Point-per-instance localization data
<<<<
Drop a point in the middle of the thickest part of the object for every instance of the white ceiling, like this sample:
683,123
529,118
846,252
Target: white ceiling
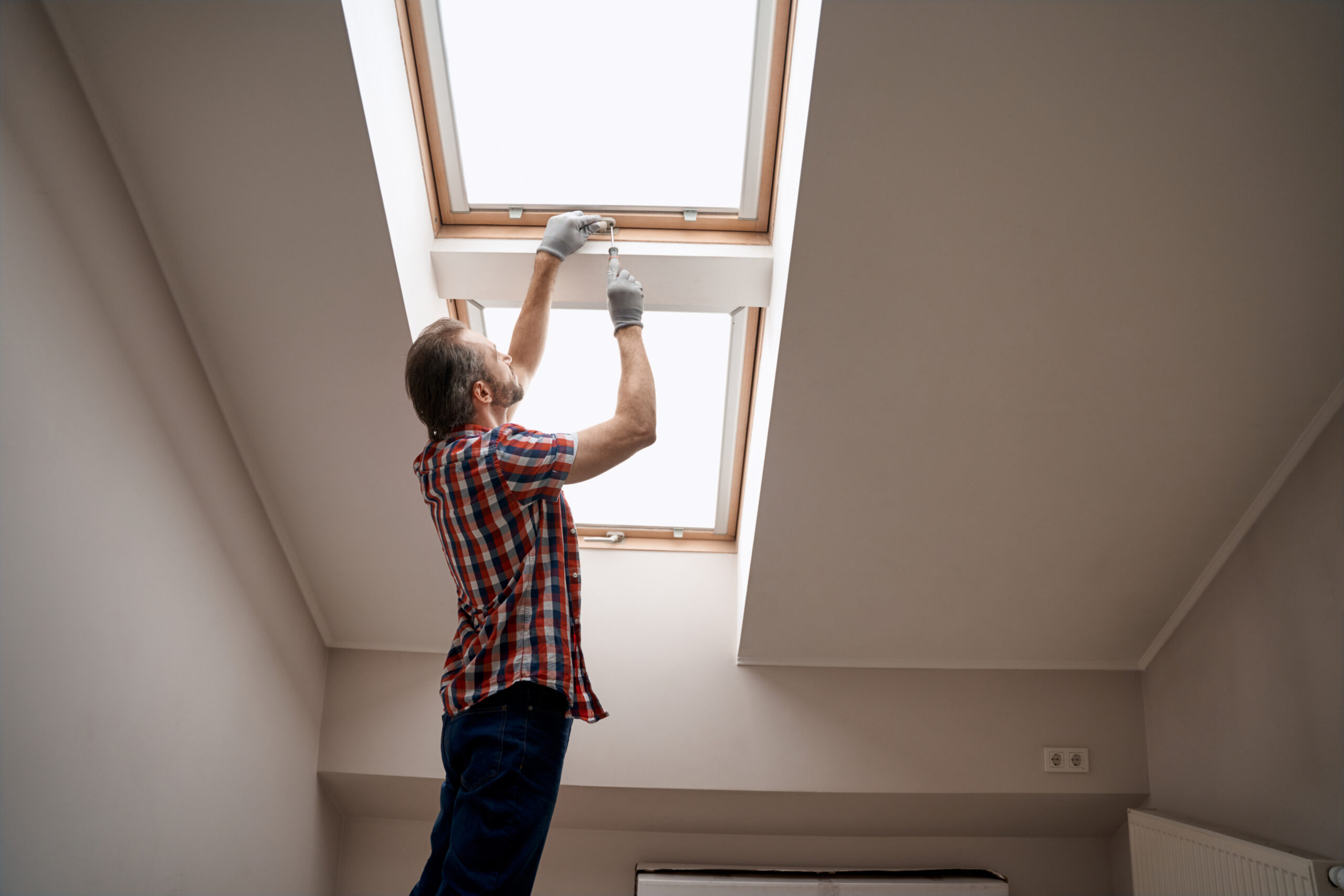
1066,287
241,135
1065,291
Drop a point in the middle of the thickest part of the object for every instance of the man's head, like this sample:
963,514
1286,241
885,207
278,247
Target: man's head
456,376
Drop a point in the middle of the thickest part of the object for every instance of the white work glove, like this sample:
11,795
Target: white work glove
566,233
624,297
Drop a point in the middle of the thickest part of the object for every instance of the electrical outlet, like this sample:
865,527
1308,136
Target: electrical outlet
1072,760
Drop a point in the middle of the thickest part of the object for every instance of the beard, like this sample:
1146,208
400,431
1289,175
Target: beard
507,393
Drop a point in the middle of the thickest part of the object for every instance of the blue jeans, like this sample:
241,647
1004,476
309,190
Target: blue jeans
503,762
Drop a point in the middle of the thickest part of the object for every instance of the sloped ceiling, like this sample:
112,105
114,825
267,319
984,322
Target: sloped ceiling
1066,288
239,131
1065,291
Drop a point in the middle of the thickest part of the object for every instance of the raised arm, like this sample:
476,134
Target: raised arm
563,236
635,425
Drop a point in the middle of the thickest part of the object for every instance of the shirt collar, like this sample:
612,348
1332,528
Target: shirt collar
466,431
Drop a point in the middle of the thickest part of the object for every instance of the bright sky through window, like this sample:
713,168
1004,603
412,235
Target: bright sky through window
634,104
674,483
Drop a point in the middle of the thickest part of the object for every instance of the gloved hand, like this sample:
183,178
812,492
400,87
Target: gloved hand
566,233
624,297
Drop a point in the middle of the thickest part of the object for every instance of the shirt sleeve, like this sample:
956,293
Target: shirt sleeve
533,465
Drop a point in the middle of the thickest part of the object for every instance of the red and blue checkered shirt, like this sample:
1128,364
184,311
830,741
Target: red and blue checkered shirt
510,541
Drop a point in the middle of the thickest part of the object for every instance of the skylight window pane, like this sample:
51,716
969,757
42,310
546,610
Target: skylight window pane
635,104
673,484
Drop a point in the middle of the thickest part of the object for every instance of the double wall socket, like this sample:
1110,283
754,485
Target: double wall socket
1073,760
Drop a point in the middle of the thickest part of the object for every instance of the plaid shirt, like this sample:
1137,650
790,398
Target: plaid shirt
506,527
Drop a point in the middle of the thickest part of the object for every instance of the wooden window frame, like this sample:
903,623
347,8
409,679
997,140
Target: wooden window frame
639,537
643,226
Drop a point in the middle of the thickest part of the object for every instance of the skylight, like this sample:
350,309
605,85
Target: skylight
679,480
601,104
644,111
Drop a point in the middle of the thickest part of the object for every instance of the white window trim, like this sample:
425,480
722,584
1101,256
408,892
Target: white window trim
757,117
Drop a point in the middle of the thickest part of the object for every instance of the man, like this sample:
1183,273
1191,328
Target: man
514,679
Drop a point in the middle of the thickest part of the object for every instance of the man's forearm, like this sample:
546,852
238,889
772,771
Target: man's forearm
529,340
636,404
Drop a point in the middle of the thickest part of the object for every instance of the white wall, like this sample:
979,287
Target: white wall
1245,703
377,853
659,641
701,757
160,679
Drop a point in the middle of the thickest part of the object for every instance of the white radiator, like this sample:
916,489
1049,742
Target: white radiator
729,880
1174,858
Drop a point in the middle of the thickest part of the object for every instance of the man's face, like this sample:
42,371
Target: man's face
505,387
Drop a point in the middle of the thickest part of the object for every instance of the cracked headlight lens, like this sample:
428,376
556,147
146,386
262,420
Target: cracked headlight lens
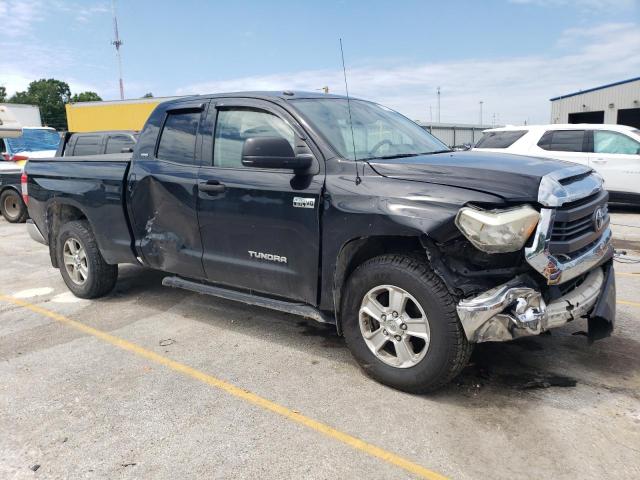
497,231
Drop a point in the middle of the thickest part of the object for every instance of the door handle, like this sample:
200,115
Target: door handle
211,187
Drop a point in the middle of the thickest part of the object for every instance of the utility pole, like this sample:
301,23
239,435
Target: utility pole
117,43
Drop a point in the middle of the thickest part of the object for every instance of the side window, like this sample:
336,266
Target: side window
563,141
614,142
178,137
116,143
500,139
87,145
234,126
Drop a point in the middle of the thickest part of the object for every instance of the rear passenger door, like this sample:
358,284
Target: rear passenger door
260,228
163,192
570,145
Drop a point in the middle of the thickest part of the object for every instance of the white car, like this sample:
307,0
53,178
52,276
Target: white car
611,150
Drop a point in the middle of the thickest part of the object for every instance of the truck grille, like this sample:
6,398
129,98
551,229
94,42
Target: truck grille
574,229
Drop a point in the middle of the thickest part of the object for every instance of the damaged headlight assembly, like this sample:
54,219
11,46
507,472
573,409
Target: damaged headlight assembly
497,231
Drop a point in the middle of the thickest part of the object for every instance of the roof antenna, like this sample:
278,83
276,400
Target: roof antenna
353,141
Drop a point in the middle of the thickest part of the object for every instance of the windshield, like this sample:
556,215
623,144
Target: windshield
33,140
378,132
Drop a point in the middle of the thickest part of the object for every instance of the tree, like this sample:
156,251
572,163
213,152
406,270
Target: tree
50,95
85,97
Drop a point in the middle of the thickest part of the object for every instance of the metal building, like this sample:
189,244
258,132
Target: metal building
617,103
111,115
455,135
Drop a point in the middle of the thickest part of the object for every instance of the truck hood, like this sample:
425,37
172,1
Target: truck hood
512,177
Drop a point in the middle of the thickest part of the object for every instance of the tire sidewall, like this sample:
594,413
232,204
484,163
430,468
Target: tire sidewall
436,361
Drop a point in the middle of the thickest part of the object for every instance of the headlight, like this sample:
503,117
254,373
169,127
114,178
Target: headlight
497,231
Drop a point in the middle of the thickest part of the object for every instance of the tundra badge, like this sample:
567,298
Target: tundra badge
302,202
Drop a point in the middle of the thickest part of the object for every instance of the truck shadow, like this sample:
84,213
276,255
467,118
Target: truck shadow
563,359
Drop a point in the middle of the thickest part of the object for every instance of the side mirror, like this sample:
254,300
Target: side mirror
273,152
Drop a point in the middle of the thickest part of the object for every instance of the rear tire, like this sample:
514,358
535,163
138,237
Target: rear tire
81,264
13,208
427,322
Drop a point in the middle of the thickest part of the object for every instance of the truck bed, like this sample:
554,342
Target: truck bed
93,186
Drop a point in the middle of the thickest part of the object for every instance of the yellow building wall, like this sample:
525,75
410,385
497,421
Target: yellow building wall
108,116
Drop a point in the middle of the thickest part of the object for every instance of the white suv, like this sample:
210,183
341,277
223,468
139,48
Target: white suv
>>>>
=== Exercise requirements ===
Taking the line that contains "white suv, like" as the first, reproduce every line through the end of the entries exactly.

=== Answer section ===
Drop a point in the middle of the thickest part of the object for every instance of the white suv, like this sample:
210,183
341,277
223,468
139,48
Target: white suv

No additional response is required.